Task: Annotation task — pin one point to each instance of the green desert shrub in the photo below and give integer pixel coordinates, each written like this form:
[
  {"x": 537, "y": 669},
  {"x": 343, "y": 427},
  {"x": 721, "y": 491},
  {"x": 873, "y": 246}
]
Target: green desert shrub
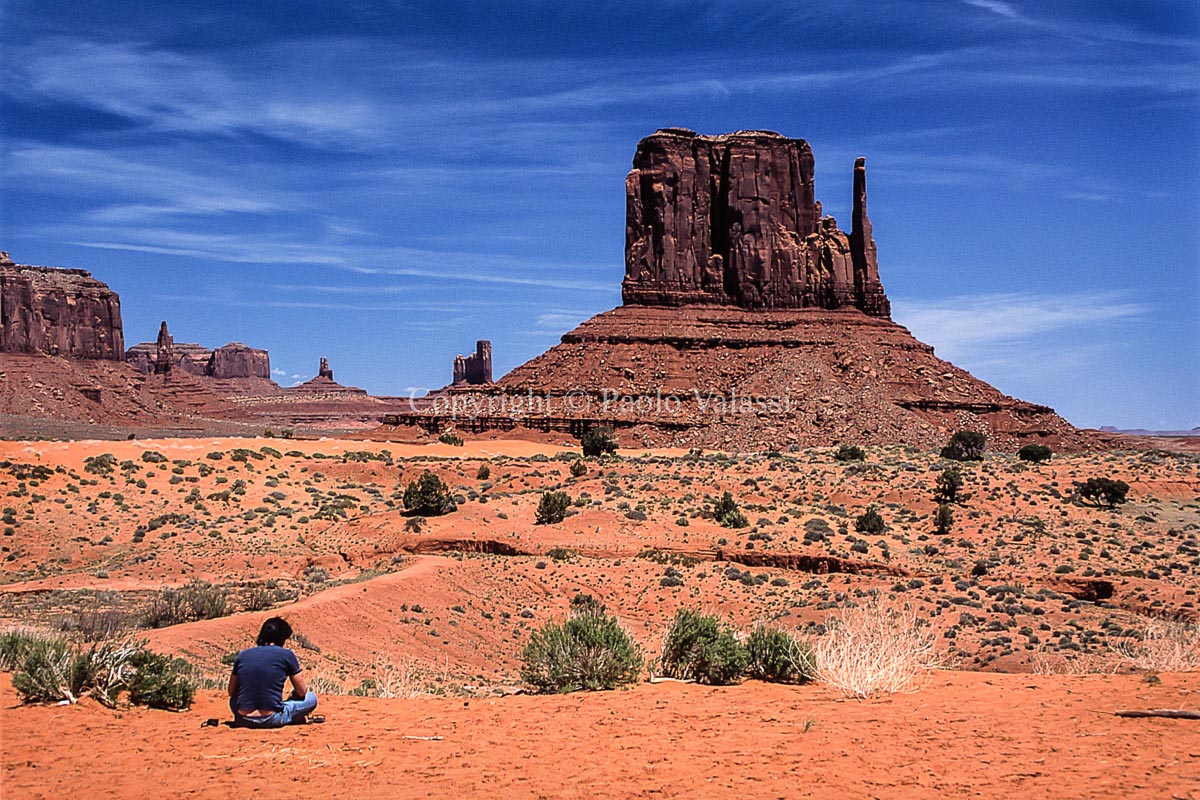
[
  {"x": 965, "y": 445},
  {"x": 949, "y": 485},
  {"x": 598, "y": 441},
  {"x": 701, "y": 648},
  {"x": 51, "y": 669},
  {"x": 1103, "y": 492},
  {"x": 429, "y": 497},
  {"x": 160, "y": 681},
  {"x": 196, "y": 601},
  {"x": 101, "y": 464},
  {"x": 778, "y": 656},
  {"x": 1037, "y": 453},
  {"x": 943, "y": 519},
  {"x": 13, "y": 647},
  {"x": 870, "y": 522},
  {"x": 589, "y": 651},
  {"x": 850, "y": 452},
  {"x": 727, "y": 513},
  {"x": 552, "y": 507}
]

====

What this task involves → Retype the records above exactly, pictures omitted.

Result for this exercise →
Task: Annotation task — pin one point to each instance of the green desert shrub in the photo below and give integer pixel coordinates, each written like this form:
[
  {"x": 537, "y": 669},
  {"x": 343, "y": 427},
  {"x": 721, "y": 491},
  {"x": 873, "y": 246}
]
Target: green desert shrub
[
  {"x": 965, "y": 445},
  {"x": 949, "y": 485},
  {"x": 598, "y": 441},
  {"x": 701, "y": 648},
  {"x": 51, "y": 669},
  {"x": 1103, "y": 492},
  {"x": 429, "y": 497},
  {"x": 160, "y": 681},
  {"x": 196, "y": 601},
  {"x": 101, "y": 464},
  {"x": 778, "y": 656},
  {"x": 1037, "y": 453},
  {"x": 943, "y": 519},
  {"x": 13, "y": 647},
  {"x": 870, "y": 522},
  {"x": 589, "y": 651},
  {"x": 850, "y": 452},
  {"x": 727, "y": 513},
  {"x": 552, "y": 507}
]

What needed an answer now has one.